*Deine Aufgabe*. Zähl die Zeilen unten, in denen das Wort „produce“ vorkommt. Gib nur die Anzahl an.

*Erfasste Daten*.
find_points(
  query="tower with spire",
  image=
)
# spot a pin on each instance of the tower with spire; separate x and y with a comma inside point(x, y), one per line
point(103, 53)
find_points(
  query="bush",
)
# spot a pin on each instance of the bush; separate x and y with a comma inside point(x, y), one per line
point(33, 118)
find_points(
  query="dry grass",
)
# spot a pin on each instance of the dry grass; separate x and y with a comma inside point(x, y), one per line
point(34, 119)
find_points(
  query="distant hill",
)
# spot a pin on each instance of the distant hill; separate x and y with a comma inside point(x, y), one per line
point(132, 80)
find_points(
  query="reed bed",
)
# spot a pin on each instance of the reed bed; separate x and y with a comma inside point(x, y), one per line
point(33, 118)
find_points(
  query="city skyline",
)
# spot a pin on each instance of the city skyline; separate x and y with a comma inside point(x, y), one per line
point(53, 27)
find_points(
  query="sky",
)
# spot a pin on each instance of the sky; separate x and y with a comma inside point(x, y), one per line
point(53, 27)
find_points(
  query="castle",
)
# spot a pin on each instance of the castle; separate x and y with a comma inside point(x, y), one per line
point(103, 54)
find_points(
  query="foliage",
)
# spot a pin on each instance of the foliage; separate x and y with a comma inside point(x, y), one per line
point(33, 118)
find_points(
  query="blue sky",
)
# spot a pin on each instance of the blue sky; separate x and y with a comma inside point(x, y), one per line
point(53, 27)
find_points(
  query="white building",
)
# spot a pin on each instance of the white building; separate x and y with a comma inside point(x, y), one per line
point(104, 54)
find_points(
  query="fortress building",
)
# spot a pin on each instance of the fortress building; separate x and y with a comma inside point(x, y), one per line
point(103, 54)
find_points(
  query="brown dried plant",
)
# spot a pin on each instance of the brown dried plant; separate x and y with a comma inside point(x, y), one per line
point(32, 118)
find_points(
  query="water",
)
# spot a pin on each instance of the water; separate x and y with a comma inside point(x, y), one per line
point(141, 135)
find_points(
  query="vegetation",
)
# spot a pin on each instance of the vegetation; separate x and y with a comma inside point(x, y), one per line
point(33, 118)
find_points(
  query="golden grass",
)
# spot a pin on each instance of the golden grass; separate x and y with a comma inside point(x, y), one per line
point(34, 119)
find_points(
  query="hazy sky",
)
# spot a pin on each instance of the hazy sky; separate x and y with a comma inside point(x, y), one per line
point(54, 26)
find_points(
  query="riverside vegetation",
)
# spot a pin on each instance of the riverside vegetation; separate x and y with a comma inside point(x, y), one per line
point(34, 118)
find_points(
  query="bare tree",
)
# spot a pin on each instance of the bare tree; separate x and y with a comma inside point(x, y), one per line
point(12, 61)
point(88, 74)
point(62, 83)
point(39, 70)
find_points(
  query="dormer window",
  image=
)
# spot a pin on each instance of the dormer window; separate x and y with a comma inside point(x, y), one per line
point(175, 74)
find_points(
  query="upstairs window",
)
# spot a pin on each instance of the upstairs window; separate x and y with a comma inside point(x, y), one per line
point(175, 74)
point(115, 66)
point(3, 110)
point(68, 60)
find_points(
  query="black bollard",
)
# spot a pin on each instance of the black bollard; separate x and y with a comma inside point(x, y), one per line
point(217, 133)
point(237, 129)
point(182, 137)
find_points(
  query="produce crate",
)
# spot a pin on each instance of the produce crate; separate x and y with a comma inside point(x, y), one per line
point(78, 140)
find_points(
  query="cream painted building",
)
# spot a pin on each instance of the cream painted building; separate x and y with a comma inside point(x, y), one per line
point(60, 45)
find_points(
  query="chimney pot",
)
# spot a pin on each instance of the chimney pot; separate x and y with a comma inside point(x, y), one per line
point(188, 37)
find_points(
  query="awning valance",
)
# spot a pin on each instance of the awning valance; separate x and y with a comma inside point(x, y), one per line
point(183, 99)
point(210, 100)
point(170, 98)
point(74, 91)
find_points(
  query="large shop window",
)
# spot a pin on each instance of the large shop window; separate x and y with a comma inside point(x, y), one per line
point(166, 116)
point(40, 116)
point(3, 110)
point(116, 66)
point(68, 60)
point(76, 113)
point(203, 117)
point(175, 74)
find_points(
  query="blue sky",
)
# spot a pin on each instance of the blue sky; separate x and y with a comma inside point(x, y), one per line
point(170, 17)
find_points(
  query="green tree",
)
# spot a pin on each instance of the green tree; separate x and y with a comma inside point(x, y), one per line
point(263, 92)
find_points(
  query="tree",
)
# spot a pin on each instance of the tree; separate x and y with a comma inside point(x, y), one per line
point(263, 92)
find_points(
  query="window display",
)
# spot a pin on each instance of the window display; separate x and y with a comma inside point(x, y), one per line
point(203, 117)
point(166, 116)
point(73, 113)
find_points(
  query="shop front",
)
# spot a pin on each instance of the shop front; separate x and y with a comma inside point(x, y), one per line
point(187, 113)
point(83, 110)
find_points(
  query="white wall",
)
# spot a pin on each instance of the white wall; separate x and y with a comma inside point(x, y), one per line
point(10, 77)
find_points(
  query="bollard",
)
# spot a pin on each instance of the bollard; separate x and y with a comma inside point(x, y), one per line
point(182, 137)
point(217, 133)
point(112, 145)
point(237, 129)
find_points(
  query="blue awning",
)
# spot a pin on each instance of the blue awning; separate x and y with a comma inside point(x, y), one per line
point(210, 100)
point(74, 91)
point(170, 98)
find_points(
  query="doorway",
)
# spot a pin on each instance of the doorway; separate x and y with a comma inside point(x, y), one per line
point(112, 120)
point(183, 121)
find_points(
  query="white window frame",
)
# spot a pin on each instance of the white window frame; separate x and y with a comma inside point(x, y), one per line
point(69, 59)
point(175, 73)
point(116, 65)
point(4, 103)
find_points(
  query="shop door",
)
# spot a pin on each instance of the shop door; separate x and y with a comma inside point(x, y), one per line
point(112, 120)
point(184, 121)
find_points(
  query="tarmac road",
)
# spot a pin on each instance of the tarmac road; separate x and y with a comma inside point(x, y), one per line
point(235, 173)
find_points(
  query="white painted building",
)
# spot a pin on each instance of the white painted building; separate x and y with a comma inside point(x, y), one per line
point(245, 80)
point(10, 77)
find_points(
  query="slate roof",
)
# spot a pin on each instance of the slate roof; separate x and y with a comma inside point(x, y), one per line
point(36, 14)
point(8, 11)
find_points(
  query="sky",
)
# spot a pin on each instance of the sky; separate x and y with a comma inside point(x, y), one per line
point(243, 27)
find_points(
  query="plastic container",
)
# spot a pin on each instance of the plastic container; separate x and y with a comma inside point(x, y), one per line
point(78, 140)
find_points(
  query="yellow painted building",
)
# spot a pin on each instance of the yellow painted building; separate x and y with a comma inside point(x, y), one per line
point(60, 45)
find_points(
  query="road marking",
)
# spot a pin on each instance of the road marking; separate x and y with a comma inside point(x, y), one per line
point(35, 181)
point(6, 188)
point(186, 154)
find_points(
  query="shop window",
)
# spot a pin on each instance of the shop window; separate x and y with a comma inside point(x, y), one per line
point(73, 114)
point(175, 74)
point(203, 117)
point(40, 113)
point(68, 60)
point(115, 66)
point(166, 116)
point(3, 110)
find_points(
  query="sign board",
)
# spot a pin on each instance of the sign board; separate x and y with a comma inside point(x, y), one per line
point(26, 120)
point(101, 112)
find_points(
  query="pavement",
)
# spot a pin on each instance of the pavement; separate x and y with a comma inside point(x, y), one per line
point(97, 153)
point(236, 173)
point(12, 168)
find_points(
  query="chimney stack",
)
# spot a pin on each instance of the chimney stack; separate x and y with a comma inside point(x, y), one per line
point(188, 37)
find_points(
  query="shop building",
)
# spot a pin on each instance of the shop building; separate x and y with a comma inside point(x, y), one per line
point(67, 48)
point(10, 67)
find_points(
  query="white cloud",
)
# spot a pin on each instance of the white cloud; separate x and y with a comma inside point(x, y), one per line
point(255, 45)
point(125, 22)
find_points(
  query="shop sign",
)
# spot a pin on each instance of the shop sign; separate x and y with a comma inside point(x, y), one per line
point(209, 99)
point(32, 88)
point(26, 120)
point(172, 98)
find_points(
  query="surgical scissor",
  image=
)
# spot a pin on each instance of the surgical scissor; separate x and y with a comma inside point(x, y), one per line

*Richtige Antwort*. 2